In this notebook, we will load and use a text classification language model that can assign a label to a given text. Learn more about the Text Classification task <a href="https://huggingface.co/tasks/text-classification" target="_blank" rel="noopener">here</a>. Please also refer to the Transformer Extension <a href="https://github.com/exasol/transformers-extension/blob/main/doc/user_guide/user_guide.md" target="_blank" rel="noopener">User Guide</a> to find more information about the UDFs used in this notebook.

We will be running SQL queries using <a href="https://jupysql.ploomber.io/en/latest/quick-start.html" target="_blank" rel="noopener"> JupySQL</a> SQL Magic.

## Prerequisites

Prior to using this notebook the following steps need to be completed:
1. [Configure the AI Lab](../main_config.ipynb).
2. [Initialize the Transformer Extension](te_init.ipynb).

----------

* SET EXERCISE A
According to the notebook introduction, what is used to run the SQL queries?
The notebook introduction and the listing are unrelated pieces of material.

----------

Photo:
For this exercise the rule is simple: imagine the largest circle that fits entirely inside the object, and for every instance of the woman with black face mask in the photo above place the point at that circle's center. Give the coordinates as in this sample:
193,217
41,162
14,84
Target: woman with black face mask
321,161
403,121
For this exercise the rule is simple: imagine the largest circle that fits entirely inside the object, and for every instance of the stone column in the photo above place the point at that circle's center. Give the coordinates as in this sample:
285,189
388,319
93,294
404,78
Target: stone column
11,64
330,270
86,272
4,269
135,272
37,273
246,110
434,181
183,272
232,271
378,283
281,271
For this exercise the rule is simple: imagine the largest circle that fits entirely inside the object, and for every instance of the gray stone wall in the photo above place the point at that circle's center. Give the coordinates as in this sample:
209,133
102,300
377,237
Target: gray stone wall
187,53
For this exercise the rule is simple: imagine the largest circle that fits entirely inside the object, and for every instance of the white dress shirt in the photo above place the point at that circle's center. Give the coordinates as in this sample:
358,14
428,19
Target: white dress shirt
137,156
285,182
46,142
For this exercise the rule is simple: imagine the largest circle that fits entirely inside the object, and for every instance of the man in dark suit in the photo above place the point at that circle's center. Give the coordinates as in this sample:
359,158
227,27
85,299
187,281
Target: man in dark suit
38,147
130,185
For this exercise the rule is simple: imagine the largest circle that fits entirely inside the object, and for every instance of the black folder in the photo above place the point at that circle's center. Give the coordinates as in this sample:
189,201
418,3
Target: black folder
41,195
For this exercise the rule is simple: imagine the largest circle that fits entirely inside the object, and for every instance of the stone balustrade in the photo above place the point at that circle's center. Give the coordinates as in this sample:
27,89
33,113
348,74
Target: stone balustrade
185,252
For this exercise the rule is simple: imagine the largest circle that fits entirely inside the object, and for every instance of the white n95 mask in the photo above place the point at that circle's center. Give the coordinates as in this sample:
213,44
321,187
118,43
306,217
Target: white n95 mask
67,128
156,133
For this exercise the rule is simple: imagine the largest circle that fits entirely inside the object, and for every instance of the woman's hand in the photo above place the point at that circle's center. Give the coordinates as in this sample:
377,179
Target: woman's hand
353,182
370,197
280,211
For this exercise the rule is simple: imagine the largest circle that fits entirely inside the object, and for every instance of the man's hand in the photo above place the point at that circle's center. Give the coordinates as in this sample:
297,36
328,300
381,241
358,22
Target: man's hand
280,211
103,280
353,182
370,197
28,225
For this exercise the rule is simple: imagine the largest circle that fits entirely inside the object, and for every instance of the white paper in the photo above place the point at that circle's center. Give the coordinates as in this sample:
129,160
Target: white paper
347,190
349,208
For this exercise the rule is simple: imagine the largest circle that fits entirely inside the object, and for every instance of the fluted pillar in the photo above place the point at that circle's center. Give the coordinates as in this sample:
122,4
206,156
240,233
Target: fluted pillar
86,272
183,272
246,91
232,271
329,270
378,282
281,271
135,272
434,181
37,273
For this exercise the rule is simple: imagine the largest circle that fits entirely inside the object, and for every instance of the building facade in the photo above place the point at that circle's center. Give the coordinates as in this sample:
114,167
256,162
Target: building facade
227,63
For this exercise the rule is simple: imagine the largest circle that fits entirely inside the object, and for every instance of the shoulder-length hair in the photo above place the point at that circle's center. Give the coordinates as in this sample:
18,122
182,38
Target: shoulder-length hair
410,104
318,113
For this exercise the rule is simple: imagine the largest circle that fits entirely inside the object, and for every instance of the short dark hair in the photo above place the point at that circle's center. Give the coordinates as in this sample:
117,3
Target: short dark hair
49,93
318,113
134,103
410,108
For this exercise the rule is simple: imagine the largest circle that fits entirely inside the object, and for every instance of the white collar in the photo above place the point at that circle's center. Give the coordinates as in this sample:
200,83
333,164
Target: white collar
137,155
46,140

----------

* SET EXERCISE B
Collect every line of the listing that contains the string "dress", matching case exactly.

* FULL RESPONSE A
JupySQL SQL Magic.

* FULL RESPONSE B
For this exercise the rule is simple: imagine the largest circle that fits entirely inside the object, and for every instance of the white dress shirt in the photo above place the point at that circle's center. Give the coordinates as in this sample:
Target: white dress shirt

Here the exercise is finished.